**DOCUMENT SOURCE**
____________________

A l’occasion du 75e anniversaire de la libération de la Corse le 9 septembre prochain, nous publions une série d’articles revenant sur la Résistance en Corse.

« Les invincibles phalanges de Sparte étaient fournies par les masses »

C’est avec cette citation de Pascal Paoli, personnage au combien important pour la Corse et les corses que Maurice Choury débute   “Tous Bandits d’Honneur”, son livre sur la Résistance Corse qui est aujourd’hui un des ouvrages de références sur cette période de l’Histoire.

Et lorsque l’on se penche sur la naissance du Front National dans l’île on comprend la présence de cette citation. En effet la Résistance ne se fédère pas en un jour, pendant plusieurs semaines les quelques communistes se rendent de villages en villages. Là-bas ils se renseignent auprès de sympathisants pour rencontrer ceux et celles qui n’écoutent pas ou plus les élucubrations de Pétain ou Laval, qui n’ont pas abdiqué et qui sont prêts à se battre pour libérer la France. C’est ainsi que se créer un réel réseau composé de bergers, de boulangers, d’artisans… Un réseau populaire prêt à lutter pour la France et à combattre l’envahisseur fasciste.

Car le 11 Novembre 1942, pour la première fois depuis son rattachement à la France, la Corse est envahie. Le VIIe corps d’armée italien, composé de 80 000 hommes débarque à Bastia dans un climat plus que tendu. Bien qu’il y ait à ce moment-là plus d’occupants, que de corses en état de porter les armes, militaires et civiles insulaires sont prêts à s’insurger. Le gouverneur militaire fait diffuser un tract dans lequel il affirme que les clauses de l’armistice sont violées et encourage les troupes à résister. On se mobilise dans de nombreux villages, à Sorbo-Ocognano, 150 hommes valides armés de fusils de chasse se rassemblent prêts à en découdre avec l’ennemi. Mais cette ferveur est vite remplacée par la désillusion lorsque le préfet Balley transmet aux habitants les voeux du Maréchal qui demande au peuple de “recevoir les troupes de l’Axe avec correction et dignité”. Ce n’est que partie remise pour les résistants corses qui savent que leur heure viendra tôt au tard.

____________________

**LISTE**
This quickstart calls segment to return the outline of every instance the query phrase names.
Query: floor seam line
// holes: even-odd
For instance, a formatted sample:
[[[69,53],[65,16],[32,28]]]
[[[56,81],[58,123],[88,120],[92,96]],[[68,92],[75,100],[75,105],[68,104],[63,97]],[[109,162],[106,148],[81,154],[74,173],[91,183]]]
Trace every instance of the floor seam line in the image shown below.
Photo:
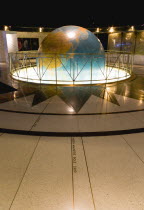
[[[85,151],[85,147],[84,147],[84,140],[83,140],[82,137],[81,137],[81,140],[82,140],[83,153],[84,153],[85,164],[86,164],[86,169],[87,169],[87,175],[88,175],[89,185],[90,185],[90,190],[91,190],[92,202],[93,202],[94,210],[96,210],[94,194],[93,194],[93,189],[92,189],[92,183],[91,183],[90,173],[89,173],[89,168],[88,168],[88,162],[87,162],[87,158],[86,158],[86,151]]]
[[[138,153],[133,149],[133,147],[127,142],[127,140],[121,136],[123,140],[126,142],[126,144],[131,148],[131,150],[134,152],[134,154],[138,157],[138,159],[144,164],[144,161],[141,159],[141,157],[138,155]]]
[[[13,205],[15,199],[16,199],[16,196],[17,196],[17,194],[18,194],[18,192],[19,192],[19,189],[20,189],[21,184],[22,184],[22,182],[23,182],[23,180],[24,180],[24,177],[25,177],[25,175],[26,175],[26,173],[27,173],[27,171],[28,171],[28,168],[29,168],[30,163],[31,163],[31,161],[32,161],[32,159],[33,159],[33,156],[34,156],[34,154],[35,154],[35,152],[36,152],[36,149],[37,149],[37,147],[38,147],[38,144],[39,144],[39,142],[40,142],[40,139],[41,139],[41,136],[39,137],[38,142],[37,142],[37,144],[36,144],[36,146],[35,146],[35,148],[34,148],[34,151],[32,152],[32,155],[31,155],[31,157],[30,157],[30,159],[29,159],[28,165],[27,165],[27,167],[26,167],[26,169],[25,169],[25,171],[24,171],[24,174],[23,174],[23,176],[22,176],[22,179],[21,179],[21,181],[20,181],[20,183],[19,183],[19,185],[18,185],[18,188],[17,188],[17,190],[16,190],[16,193],[15,193],[15,195],[14,195],[14,197],[13,197],[13,200],[12,200],[12,202],[11,202],[11,204],[10,204],[9,210],[11,210],[12,205]]]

____________________

**PROBLÈME POSÉ 1**
Recopiez à l'identique l'intégralité des lignes de la liste ci-dessus, en omettant les images.
**PROBLÈME POSÉ 2**
Poursuivez le texte sur la Résistance en Corse à partir de sa dernière phrase.

**RÉSULTAT DE LA TÂCHE 1**
This quickstart calls segment to return the outline of every instance the query phrase names.
Query: floor seam line
// holes: even-odd
For instance, a formatted sample:
[[[69,53],[65,16],[32,28]]]
[[[56,81],[58,123],[88,120],[92,96]],[[68,92],[75,100],[75,105],[68,104],[63,97]],[[109,162],[106,148],[81,154],[74,173],[91,183]]]
Trace every instance of the floor seam line in the image shown below.
Photo:
[[[85,151],[85,147],[84,147],[84,140],[83,140],[82,137],[81,137],[81,140],[82,140],[83,153],[84,153],[85,164],[86,164],[86,169],[87,169],[87,175],[88,175],[89,185],[90,185],[90,190],[91,190],[92,202],[93,202],[94,210],[96,210],[94,194],[93,194],[93,189],[92,189],[92,183],[91,183],[90,173],[89,173],[89,168],[88,168],[88,162],[87,162],[87,158],[86,158],[86,151]]]
[[[138,153],[133,149],[133,147],[127,142],[127,140],[121,136],[123,140],[126,142],[126,144],[131,148],[131,150],[134,152],[134,154],[138,157],[138,159],[144,164],[144,161],[141,159],[141,157],[138,155]]]
[[[13,205],[15,199],[16,199],[16,196],[17,196],[17,194],[18,194],[18,192],[19,192],[19,189],[20,189],[21,184],[22,184],[22,182],[23,182],[23,180],[24,180],[24,177],[25,177],[25,175],[26,175],[26,173],[27,173],[27,171],[28,171],[28,168],[29,168],[30,163],[31,163],[31,161],[32,161],[32,159],[33,159],[33,156],[34,156],[34,154],[35,154],[35,152],[36,152],[36,149],[37,149],[37,147],[38,147],[38,144],[39,144],[39,142],[40,142],[40,139],[41,139],[41,136],[39,137],[38,142],[37,142],[37,144],[36,144],[36,146],[35,146],[35,148],[34,148],[34,151],[32,152],[32,155],[31,155],[31,157],[30,157],[30,159],[29,159],[28,165],[27,165],[27,167],[26,167],[26,169],[25,169],[25,171],[24,171],[24,174],[23,174],[23,176],[22,176],[22,179],[21,179],[21,181],[20,181],[20,183],[19,183],[19,185],[18,185],[18,188],[17,188],[17,190],[16,190],[16,193],[15,193],[15,195],[14,195],[14,197],[13,197],[13,200],[12,200],[12,202],[11,202],[11,204],[10,204],[9,210],[11,210],[12,205]]]

**RÉSULTAT DE LA TÂCHE 2**
“Le 8 Novembre 1942 les alliés avaient débarqué en Afrique du Nord et lorsqu’on vit les navires approcher de Bastia, à ce moment-là beaucoup parmi nous ont cru qu’il s’agissait des alliés. C’était les italiens ! Et je me souviens que nous les avons accueillis en essayant d’utiliser leur langue qui est un peu aussi la nôtre et nous avons utilisé cette formule que Dante a fait figurer au fronton de l’Enfer : « Lasciate ogne speranza, voi ch’intrate » [« Laissez toute espérance, vous qui entrez »], abandonnez tout espoir vous qui entrez ici, désormais pour vous ce sera l’enfer.”

Etienne dit “Leo” Micheli.

Dans les jours et les semaines qui suivent, la branche corse du Front National, qui a vu le jour quelques mois auparavant après plusieurs réunions entre les communistes de toute la Corse, les cheminots de Corte, la famille Giacobbi et les patriotes du clan Landry qu’ils ont su fédérer autour d’eux, s’active afin de préparer le terrain aux forces alliées qui sont désormais établies en Afrique du Nord. Arthur Giovoni quitte alors Bastia pour établir le contact avec les résistants des différents cantons de l’île, il rentre ainsi en contact avec Nonce Benielli à Ajaccio qui s’active à son tour pour presser quelques résistants non communistes, comme Henri Maillot. Les rangs de la résistance s’enrichissent très vite d’hommes d’exceptions comme l’instituteur Jean Nicoli qui aura un rôle essentiel dans la suite des évènements ou encore Dominique Lucchini dit “Ribeddu” (“Rebelle” en Corse) qui allait très vite devenir la terreur des carabiniers.

“Il ne sera pas dit que le pays de Sambucuccio, de Sampiero, de Paoli, supportera passivement l’occupation ennemie. Corses ! Le Front National de la Lutte pour l’Indépendance de la France vous appelle à la lutte contre l’envahisseur. Son but est de rassembler en son sein tous ceux qui préfèrent la vie dans la lutte à la mort dans le déshonneur”.

Extrait du Manifeste du Front National.

Toute cette agitation ne reste pas vaine puisque Giraud s’intéresse à la Corse qui est un point stratégique, un véritable pont vers le Continent et l’Europe, c’est ainsi que l’équipe baptisée “Pearl Harbor” voit le jour. Cette équipe dirigée par le chef de bataillon Roger de Saulle et composée des cousins Pierre et Toussaint Griffi et de l’instituteur Laurent Preziosi a pour but d’entrer en contact avec les mouvements de résistance en Corse et de fournir des armes à ces derniers.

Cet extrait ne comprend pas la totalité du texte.